Set of tasks:
(a) Reproduce word for word the passage of the flag-burning commentary that begins with the words "But, again, President" and ends with "to hang itself.".
(b) Count the lines of the records that contain the string "stone". Reply with the number alone.

Document segment:
----

Flag burning is protected speech, full stop.

You know it, I know it, and Donald Trump and his advisers certainly know it. We might not care for “scruffy, bearded, sandal-wearing people who go around burning the United States flag,” as the late, great Antonin Scalia once put it, but we all know that the flag in such cases is a powerful symbol. And criminalizing the destruction of such a symbol — however repellent we find the practice, however repugnant we find the perpetrator — violates the First Amendment’s free speech clause.

The 1989 Texas v. Johnson case “was a five-to-four decision, and I made the fifth vote,” Justice Scalia wrote in a 2012 speech at Wesleyan University. “Patriotic conservative that I am, I detest the burning of the nation’s flag. If I were king, I would make it a crime. But as I understand the First Amendment, it guarantees the right to express contempt for the government, Congress, Supreme Court, even the nation or the nation’s flag.”

But, again, President Trump knows all this. So why would he sign, as he did yesterday, an executive order that calls for the prosecution of those who burn the American flag? What’s his angle?

His angle, I think, is to hand the Left yet another rope with which to hang itself.

Think about it: Flag-burning leftist dirtbags represent just a tiny fraction of the American people. Even many Democrats who detest Trump are uncomfortable with the image of the American flag being set ablaze by the unwashed wingnuts, the lunatic fringe of their party.

And Trump, whose political instincts are unparalleled, has perfected a strategy for marginalizing the Democrats. A couple of months back, I spelled out this two-step strategy: First, get your political enemies to hate your guts; second, seek out and embrace a series of issues that are wildly popular with the American people — the 60-40 and 70-30 and 80-20 issues — and thereby force your political opponents to paint themselves into an emotively unhinged electoral corner by reflexively taking the opposite side of those issues.

Flag burning is just such an issue. You don’t win supporters in this country by burning the flag. You lose them. As Trump put it in his EO:

Our great American Flag is the most sacred and cherished symbol of the United States of America, and of American freedom, identity, and strength. Over nearly two-and-a-half centuries, many thousands of American patriots have fought, bled, and died to keep the Stars and Stripes waving proudly. The American Flag is a special symbol in our national life that should unite and represent all Americans of every background and walk of life. Desecrating it is uniquely offensive and provocative. It is a statement of contempt, hostility, and violence against our Nation — the clearest possible expression of opposition to the political union that preserves our rights, liberty, and security. Burning this representation of America may incite violence and riot. American Flag burning is also used by groups of foreign nationals as a calculated act to intimidate and threaten violence against Americans because of their nationality and place of birth.

----

Exercise materials:

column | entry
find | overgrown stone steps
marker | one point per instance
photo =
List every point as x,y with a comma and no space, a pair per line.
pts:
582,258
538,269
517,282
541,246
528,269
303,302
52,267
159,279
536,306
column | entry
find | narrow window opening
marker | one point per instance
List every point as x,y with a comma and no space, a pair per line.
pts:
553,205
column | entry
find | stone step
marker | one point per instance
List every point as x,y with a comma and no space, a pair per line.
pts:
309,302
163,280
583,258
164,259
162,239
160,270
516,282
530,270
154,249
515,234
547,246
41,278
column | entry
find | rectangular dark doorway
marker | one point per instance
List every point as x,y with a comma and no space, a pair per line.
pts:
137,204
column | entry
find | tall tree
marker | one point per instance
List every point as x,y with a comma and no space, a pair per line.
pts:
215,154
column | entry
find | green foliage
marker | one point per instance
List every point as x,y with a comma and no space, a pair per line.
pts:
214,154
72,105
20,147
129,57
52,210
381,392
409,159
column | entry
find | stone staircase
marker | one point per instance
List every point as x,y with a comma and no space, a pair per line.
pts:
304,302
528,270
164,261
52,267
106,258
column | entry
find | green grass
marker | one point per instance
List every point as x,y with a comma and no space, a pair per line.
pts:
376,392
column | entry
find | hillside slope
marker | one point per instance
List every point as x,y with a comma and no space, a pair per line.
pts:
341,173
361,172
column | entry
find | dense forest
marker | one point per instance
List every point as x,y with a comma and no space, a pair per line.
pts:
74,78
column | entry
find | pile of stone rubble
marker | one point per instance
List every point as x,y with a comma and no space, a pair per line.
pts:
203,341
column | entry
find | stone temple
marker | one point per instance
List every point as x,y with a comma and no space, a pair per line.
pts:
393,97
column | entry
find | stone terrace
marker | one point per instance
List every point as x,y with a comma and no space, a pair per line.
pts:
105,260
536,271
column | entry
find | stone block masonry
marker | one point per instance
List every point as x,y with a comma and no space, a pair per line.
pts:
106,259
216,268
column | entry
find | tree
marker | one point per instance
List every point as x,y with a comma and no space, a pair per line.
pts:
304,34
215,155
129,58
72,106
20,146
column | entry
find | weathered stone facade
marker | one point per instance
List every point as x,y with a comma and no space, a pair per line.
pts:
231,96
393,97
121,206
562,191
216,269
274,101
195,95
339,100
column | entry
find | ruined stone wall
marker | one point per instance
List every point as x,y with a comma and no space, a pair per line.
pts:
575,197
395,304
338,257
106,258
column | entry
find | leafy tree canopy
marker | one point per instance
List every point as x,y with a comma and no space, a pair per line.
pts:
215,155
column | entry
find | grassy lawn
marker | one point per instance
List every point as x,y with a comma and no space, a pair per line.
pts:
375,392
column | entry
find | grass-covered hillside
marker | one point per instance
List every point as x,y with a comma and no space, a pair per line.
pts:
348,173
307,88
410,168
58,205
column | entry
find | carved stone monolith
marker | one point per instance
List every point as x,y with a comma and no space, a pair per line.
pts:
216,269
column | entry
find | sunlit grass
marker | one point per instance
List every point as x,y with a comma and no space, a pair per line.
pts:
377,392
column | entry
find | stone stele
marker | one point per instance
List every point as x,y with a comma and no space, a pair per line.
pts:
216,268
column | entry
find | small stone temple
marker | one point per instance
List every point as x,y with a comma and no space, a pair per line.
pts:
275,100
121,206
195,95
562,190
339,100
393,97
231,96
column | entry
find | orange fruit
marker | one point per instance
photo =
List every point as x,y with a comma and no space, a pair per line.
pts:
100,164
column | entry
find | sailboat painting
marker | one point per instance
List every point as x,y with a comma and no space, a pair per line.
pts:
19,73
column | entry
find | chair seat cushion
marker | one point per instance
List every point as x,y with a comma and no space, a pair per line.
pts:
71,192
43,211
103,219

----

Expected answers:
(a)
But, again, President Trump knows all this. So why would he sign, as he did yesterday, an executive order that calls for the prosecution of those who burn the American flag? What’s his angle?

His angle, I think, is to hand the Left yet another rope with which to hang itself.

(b) 12